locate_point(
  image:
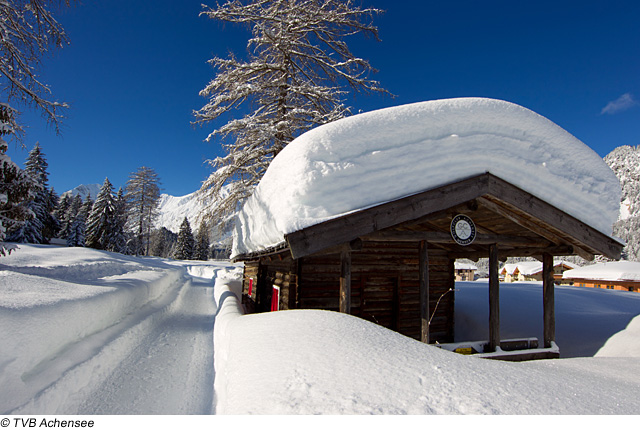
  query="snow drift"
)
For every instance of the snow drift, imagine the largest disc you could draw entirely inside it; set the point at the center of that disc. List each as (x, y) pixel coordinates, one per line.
(375, 157)
(321, 362)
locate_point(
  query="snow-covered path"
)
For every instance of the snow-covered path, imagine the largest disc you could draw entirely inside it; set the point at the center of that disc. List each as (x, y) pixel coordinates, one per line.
(171, 370)
(92, 332)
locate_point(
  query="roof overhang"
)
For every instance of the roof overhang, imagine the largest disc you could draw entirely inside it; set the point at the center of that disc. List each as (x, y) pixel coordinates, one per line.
(517, 221)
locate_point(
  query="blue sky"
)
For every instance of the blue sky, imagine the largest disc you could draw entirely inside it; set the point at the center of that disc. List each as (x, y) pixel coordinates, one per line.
(134, 68)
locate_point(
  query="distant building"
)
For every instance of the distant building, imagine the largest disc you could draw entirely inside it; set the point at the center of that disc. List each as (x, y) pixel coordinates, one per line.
(616, 275)
(465, 271)
(532, 271)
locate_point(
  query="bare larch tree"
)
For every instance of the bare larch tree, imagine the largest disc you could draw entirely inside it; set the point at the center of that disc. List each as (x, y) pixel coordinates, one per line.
(297, 73)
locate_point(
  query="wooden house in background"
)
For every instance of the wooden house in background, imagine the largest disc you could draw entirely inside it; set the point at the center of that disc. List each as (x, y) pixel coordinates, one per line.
(621, 276)
(527, 271)
(465, 271)
(393, 264)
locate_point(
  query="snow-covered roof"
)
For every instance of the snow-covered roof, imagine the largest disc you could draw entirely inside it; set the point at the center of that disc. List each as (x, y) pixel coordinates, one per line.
(528, 268)
(380, 156)
(610, 271)
(464, 266)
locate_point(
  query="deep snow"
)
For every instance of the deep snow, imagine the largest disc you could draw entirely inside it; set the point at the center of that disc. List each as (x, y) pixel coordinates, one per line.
(86, 331)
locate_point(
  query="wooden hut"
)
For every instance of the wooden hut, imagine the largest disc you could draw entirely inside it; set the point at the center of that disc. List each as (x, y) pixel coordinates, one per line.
(392, 263)
(373, 263)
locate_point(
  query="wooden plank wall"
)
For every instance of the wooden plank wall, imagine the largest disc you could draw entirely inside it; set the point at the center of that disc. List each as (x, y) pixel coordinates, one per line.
(384, 286)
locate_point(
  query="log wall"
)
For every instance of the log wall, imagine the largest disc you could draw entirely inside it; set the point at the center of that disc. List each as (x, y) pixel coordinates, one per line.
(384, 286)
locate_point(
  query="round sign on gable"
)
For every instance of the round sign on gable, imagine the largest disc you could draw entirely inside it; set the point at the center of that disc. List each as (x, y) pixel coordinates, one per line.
(463, 230)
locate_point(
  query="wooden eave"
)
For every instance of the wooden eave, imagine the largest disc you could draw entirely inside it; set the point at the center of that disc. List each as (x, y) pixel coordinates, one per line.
(518, 222)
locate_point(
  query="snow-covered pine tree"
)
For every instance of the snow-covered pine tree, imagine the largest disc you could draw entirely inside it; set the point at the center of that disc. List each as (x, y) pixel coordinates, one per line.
(62, 215)
(15, 187)
(77, 231)
(202, 242)
(101, 221)
(296, 76)
(27, 33)
(52, 225)
(162, 242)
(143, 196)
(41, 225)
(118, 242)
(185, 243)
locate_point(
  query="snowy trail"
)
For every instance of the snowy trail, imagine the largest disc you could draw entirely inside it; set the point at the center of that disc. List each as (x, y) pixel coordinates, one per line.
(170, 371)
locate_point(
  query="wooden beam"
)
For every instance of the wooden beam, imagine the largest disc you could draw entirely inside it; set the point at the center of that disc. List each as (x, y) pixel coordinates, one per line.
(570, 229)
(494, 299)
(442, 237)
(354, 245)
(423, 280)
(520, 252)
(345, 282)
(488, 203)
(548, 290)
(346, 228)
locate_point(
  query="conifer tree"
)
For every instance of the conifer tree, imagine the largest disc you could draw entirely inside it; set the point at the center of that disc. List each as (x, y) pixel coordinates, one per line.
(27, 32)
(77, 231)
(143, 196)
(118, 241)
(100, 224)
(62, 214)
(202, 242)
(15, 190)
(296, 76)
(41, 225)
(185, 243)
(163, 242)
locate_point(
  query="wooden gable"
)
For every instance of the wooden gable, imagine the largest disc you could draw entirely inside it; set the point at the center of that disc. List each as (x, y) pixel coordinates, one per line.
(519, 223)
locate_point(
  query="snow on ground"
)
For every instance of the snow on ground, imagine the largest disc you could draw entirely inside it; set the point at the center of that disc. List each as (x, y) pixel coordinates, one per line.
(403, 150)
(608, 271)
(91, 332)
(318, 362)
(87, 331)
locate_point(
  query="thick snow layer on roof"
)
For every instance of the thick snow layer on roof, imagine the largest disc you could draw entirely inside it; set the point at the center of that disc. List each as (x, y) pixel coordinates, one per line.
(610, 271)
(464, 266)
(530, 267)
(380, 156)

_Assignment_
Leaving out the pictures, output the listing above exactly as given.

_Solution to this task_
locate_point(
  image:
  query="snow drift"
)
For every instance of the snow drift, imagine the largest disc you could draw entirely inside it; set the point at the center of that disc. List each as (x, y) pixel coordinates, one per line.
(375, 157)
(321, 362)
locate_point(
  query="snow-covered path"
)
For every instance of the snow-covered path, imagine the largest disc you could draw entirely inside it; set the point at the center of that disc. List each as (x, y) pixel coordinates, one per line.
(171, 370)
(92, 332)
locate_point(
  query="roof overhang"
)
For every instance of the roof overhang, imagine the largest disc you could draw entirely inside it; set the point at the center of that disc. List each as (x, y) pixel coordinates, one per line.
(517, 221)
locate_point(
  query="blue sky"
)
For every instance of the blue sky, imagine the largest disc you could draw entirely inside it; set the point at the center of that disc. List each as (x, y) pixel coordinates, one per line.
(134, 68)
locate_point(
  query="distant building"
)
For every instance of the distant building, imagine the largest disc you could draw entirely inside it; set the point at the center of that disc. List each as (x, y) pixel coordinates, one per line.
(616, 275)
(465, 271)
(532, 271)
locate_point(
  query="bare larch tree"
)
For every instance of the bare larch tree, imagine the largest disc you could draw entirely inside it; set the point at the center of that disc. List each as (x, y) pixel coordinates, one per line.
(297, 73)
locate_point(
  query="wooden house in background"
)
For every instance of the wooden house in background, imagine the largest disc you could draw entirely inside it; set the point at the center of that disc. List each as (x, y) pixel coordinates, one per line.
(621, 276)
(527, 271)
(465, 271)
(393, 264)
locate_point(
  query="snow-covered roof"
)
For every instance of the snow-covered roof, imagine the largest disc you could draw entirely inside it; set the point at the center of that disc. List each as (x, y) pixel coordinates, one per line.
(528, 268)
(380, 156)
(610, 271)
(464, 266)
locate_point(
  query="deep snow"
)
For every instance of the deep snow, imagine the largest disc you could draw entirely inside it; set the point at the center of that disc. List each as (x, y) pixel coordinates, one per line.
(86, 331)
locate_point(
  query="wooden hut"
)
For every instance of the wooden hut, imagine the largest disc you could draw entirely inside it; set the point at the center of that disc. List each as (x, y) pixel coordinates, one per line.
(392, 263)
(373, 263)
locate_point(
  query="wooden plank wall"
)
For every instance of the wooden plank wall, imagine the largest disc you could draw entirely inside it; set the point at the center of that disc. List each as (x, y) pixel coordinates, one per line.
(384, 286)
locate_point(
  query="log wall"
)
For every instance of the log wall, imagine the largest disc you could draw entirely inside it; set the point at the center of that disc. List each as (x, y) pixel coordinates, one per line.
(384, 286)
locate_point(
  query="round sign on gable"
)
For every instance of the round sign on gable, imagine the largest disc you could draw entirely inside it; set the point at the center of that disc. List each as (x, y) pixel coordinates, one per line.
(463, 230)
locate_point(
  query="wooden eave"
)
For every instance of the wooden eave, imagine the largest disc you could draw entirely inside it; set the point at the center of that disc. List each as (x, y) pixel coordinates, one per line.
(518, 222)
locate_point(
  query="snow-covered pine tree"
)
For every instance of the snow-covered pine tree, imagine the largest disc you could draw entirely inside it; set the point at the center of that disc. List each as (x, y) pixel coordinates, one per line.
(62, 215)
(15, 187)
(77, 231)
(202, 242)
(101, 221)
(296, 76)
(27, 33)
(52, 225)
(162, 242)
(143, 196)
(41, 225)
(118, 242)
(185, 243)
locate_point(
  query="snowy trail"
)
For every instance of the snowy trail, imagine the largest disc you could draw entirely inside it; set the point at the center of that disc. List each as (x, y) pixel coordinates, one per line.
(170, 371)
locate_point(
  query="wooden beam"
)
For every instance of the wooden beam, imagine the largest disc you could draw entirely inside it; set the point at the center of that disc. List each as (x, y) pixel coordinates, one per line.
(570, 229)
(494, 299)
(442, 237)
(354, 245)
(423, 280)
(520, 252)
(345, 282)
(488, 203)
(548, 290)
(346, 228)
locate_point(
  query="conifer tree"
)
For every instance of the conifer tree, imagine the largest disc you could draw entirely inside it; set the point at the center of that disc. List each as (x, y) pixel coordinates, one per line.
(27, 32)
(77, 231)
(143, 196)
(118, 241)
(100, 224)
(62, 214)
(202, 242)
(15, 190)
(296, 76)
(41, 225)
(185, 243)
(163, 242)
locate_point(
  query="wooden gable"
)
For every instance of the wooden gable, imagine the largest disc you could draw entirely inside it; set the point at the center of that disc. List each as (x, y) pixel coordinates, one per line.
(519, 223)
locate_point(
  query="snow on ground"
)
For every instance of the snow on ground, imagine the largest disc you could draw entirely inside it; set the point at the center of that disc. List each as (x, y) pixel coordinates, one per line.
(403, 150)
(608, 271)
(91, 332)
(318, 362)
(87, 331)
locate_point(
  query="thick snow layer on roof"
)
For every instance of the thick snow layer on roof, imagine the largest disc you could draw entirely inside it; set the point at the center of that disc. List each as (x, y) pixel coordinates, one per line.
(610, 271)
(464, 266)
(530, 267)
(380, 156)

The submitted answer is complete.